• _PROVIDED PASSAGE_:
# Notebook for Exploring Statistical Tests

In [20]:
import numpy as np
import matplotlib.pyplot as plt
from scipy.stats import ks_2samp, chisquare

## Kolmogorov-Smirnov Test

The KS test is a _nonparametric_ test of the equality of continuous (or discontinuous), one dimensional probability distributions. There is a two-sample KS test that compares equality between two separate distributions.

- Null Hypothesis: the two distributions are identical
- Alternative Hypothesis: the two distributions are NOT identical 

In [18]:
np.random.seed(0)

# generate two datasets from different distributions 
data1 = np.random.randn(100) # standard normal distribution
data2 = np.random.lognormal(3, 1, 100) # log-normal distribution
data3 = np.random.randn(100) # standard normal distribution

# perform Kolmogorov-Smirnov test
ks_2samp(data1, data2)

KstestResult(statistic=0.99, pvalue=4.417521386399011e-57)

Since the **p_value** here is less than 0.05 (subjective), we reject the null hypothesis - therefore, we have sufficient evidence that the samples do NOT come from the same distribution, as expected.

## Chi-Square Test

The Chi-Square test can be used to decide whether a relationship exists between observed and expected frequencies in a categorical variable of a given population.

- Null Hypothesis: The categorical variables have no relationship (independent)
- Alternative Hypothesis: A relationship exists between the variables (dependent)

In [13]:
f_observed = [16, 18, 16, 14, 12, 12]
f_expected = [16, 16, 16, 16, 16, 8]

chisquare(f_observed, f_exp=f_expected)

Power_divergenceResult(statistic=3.5, pvalue=0.6233876277495822)

Since the **p_value** here is greater than 0.05 (subjective), we accept the null hypothesis - therefore, we have sufficient evidence that the samples do NOT come from the same distribution.

• _DATA LINES_:
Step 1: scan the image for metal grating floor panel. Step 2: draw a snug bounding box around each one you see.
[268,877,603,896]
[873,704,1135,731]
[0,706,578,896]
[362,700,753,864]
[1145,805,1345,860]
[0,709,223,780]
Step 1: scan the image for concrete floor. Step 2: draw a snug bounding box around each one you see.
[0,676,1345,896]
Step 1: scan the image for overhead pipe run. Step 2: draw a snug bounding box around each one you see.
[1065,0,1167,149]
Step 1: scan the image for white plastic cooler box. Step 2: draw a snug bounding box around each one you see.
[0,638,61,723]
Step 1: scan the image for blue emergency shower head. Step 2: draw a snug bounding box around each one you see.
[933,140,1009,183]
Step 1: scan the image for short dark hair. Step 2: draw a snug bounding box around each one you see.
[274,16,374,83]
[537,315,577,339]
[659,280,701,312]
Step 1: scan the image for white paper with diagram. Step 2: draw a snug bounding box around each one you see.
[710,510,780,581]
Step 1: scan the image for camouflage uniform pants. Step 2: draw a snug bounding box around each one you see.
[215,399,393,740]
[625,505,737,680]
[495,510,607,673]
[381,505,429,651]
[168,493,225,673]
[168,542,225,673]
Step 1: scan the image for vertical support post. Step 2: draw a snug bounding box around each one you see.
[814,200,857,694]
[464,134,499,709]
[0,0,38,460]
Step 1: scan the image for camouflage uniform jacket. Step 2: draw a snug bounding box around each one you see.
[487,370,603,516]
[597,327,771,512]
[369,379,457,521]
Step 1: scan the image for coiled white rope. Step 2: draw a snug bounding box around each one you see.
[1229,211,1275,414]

• _GOAL A_: In the notebook on statistical tests, what statistic value did the two-sample Kolmogorov-Smirnov test return?
• _GOAL B_: Condense the paragraph of the notebook on statistical tests that begins "The KS test is a" into a short bulleted list that keeps its main facts.
• _GOAL C_: Reproduce everything in the notebook on statistical tests from "The KS test" down to "two separate distributions.".

• _WORKED ANSWER A_: 0.99

• _WORKED ANSWER B_:
- The KS test is nonparametric.
- It tests whether one-dimensional probability distributions, continuous or discontinuous, are equal.
- A two-sample version compares two separate distributions for equality.

• _WORKED ANSWER C_:
The KS test is a _nonparametric_ test of the equality of continuous (or discontinuous), one dimensional probability distributions. There is a two-sample KS test that compares equality between two separate distributions.